Text under study:

§ §

|Articles|June 28, 2012

Impact of Supreme Court ACA ruling: Preparing for the influx

The U.S. Supreme Court's decision today upholding the constitutionality of the Affordable Care Act (ACA), while providing clarity, also opens the door to a degree of uncertainty.

Washington, DC-The U.S. Supreme Court’s decision today upholding the constitutionality of the Affordable Care Act (ACA), while providing clarity, also opens the door to a degree of uncertainty.

Physicians, including ophthalmologists, will probably be seeing more patients in the coming years.

The court’s ruling “gives us clarity as to what the rules are going to be going forward. It clears the uncertainty,” said Peter J. McDonnell, MD, director and William Holland Wilmer Professor of Ophthalmology at the Wilmer Eye Institute, Johns Hopkins University School of Medicine, Baltimore, and chief medical editor of Ophthalmology Times.

§ §

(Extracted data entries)

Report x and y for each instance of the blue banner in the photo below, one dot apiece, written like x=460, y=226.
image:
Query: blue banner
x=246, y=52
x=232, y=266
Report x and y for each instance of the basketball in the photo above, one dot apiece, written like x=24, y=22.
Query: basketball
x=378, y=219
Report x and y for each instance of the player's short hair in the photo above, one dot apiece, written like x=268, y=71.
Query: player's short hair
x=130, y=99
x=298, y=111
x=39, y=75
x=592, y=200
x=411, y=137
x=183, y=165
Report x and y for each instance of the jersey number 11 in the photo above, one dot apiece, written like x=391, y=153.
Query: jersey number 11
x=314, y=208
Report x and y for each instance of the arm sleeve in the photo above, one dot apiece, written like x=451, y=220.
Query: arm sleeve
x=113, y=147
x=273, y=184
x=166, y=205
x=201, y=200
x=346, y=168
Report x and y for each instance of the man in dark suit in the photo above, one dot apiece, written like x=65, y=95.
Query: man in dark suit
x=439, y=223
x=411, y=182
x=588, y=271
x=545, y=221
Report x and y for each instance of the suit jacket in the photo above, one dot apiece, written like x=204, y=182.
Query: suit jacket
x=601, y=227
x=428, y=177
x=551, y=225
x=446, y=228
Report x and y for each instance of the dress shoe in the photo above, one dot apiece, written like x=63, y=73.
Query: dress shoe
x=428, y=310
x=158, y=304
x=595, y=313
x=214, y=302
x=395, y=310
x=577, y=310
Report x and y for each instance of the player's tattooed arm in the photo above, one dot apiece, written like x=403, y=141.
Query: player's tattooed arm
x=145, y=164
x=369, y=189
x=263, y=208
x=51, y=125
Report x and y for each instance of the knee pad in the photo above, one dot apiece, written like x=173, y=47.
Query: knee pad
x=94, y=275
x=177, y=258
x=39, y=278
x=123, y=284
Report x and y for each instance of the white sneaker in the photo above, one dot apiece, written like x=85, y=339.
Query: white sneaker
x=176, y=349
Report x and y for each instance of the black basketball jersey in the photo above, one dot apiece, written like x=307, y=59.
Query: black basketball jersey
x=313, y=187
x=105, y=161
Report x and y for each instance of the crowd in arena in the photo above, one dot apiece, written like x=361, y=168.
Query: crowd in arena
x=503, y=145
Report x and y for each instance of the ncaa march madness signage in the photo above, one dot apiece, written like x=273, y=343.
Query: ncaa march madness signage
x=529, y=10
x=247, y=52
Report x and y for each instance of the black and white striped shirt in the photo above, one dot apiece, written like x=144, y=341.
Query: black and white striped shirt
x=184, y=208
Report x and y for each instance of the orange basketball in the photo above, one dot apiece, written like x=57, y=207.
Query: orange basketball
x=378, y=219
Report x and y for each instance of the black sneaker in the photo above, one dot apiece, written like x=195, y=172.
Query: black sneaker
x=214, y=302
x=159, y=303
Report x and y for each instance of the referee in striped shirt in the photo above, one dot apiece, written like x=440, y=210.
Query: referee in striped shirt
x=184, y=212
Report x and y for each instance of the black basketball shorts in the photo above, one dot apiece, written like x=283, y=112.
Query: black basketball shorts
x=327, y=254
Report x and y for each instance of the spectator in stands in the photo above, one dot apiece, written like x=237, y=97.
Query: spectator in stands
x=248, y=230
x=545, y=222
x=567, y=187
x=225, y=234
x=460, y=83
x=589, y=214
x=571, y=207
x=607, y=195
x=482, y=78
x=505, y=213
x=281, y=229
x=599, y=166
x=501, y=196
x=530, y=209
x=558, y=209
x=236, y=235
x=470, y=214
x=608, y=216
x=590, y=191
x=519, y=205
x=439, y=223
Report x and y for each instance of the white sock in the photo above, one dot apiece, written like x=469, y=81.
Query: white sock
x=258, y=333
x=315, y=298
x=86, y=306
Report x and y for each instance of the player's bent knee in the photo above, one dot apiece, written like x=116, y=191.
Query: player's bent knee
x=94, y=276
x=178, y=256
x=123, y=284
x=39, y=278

§ §

Questions:
(A) For each statement below, say whether it agrees with the article on the Supreme Court's ACA ruling, and quote the words of the article that decide it.
(i) The Supreme Court struck down the Affordable Care Act.
(ii) Ophthalmologists are among the physicians likely to see more patients in the coming years.
(iii) Peter J. McDonnell is chief medical editor of Ophthalmology Times.
(B) Answer these questions from the article on the Supreme Court's ACA ruling.
(i) On what date was the article published?
(ii) What place is given in the dateline?
(iii) Of which institute is Peter J. McDonnell the director?
(C) Carry on the article on the Supreme Court's ACA ruling from its final sentence.

Task-by-task results:
(A)
(i) No: "upholding the constitutionality of the Affordable Care Act (ACA)"
(ii) Yes: "Physicians, including ophthalmologists, will probably be seeing more patients in the coming years."
(iii) Yes: "chief medical editor of Ophthalmology Times"

(B)
(i) June 28, 2012
(ii) Washington, DC
(iii) The Wilmer Eye Institute, Johns Hopkins University School of Medicine, Baltimore

(C)
The unknown stems from estimates that upward of 30 million to 40 million people are going to need or seek care now, or will be able to get care now, because they will have insurance.

“[The majority of] patients that come to the emergency rooms with eye problems in the United States . . . have no insurance currently,” Dr. McDonnell said. “So those people will start to have insurance and need care, and the bigger question will be how will we ophthalmologists help provide that care?”

Increased numbers of patients “will require more efficiency on our part,” Dr. McDonnell said, noting that greater collaboration among eye-care professionals will be necessary to provide quality care.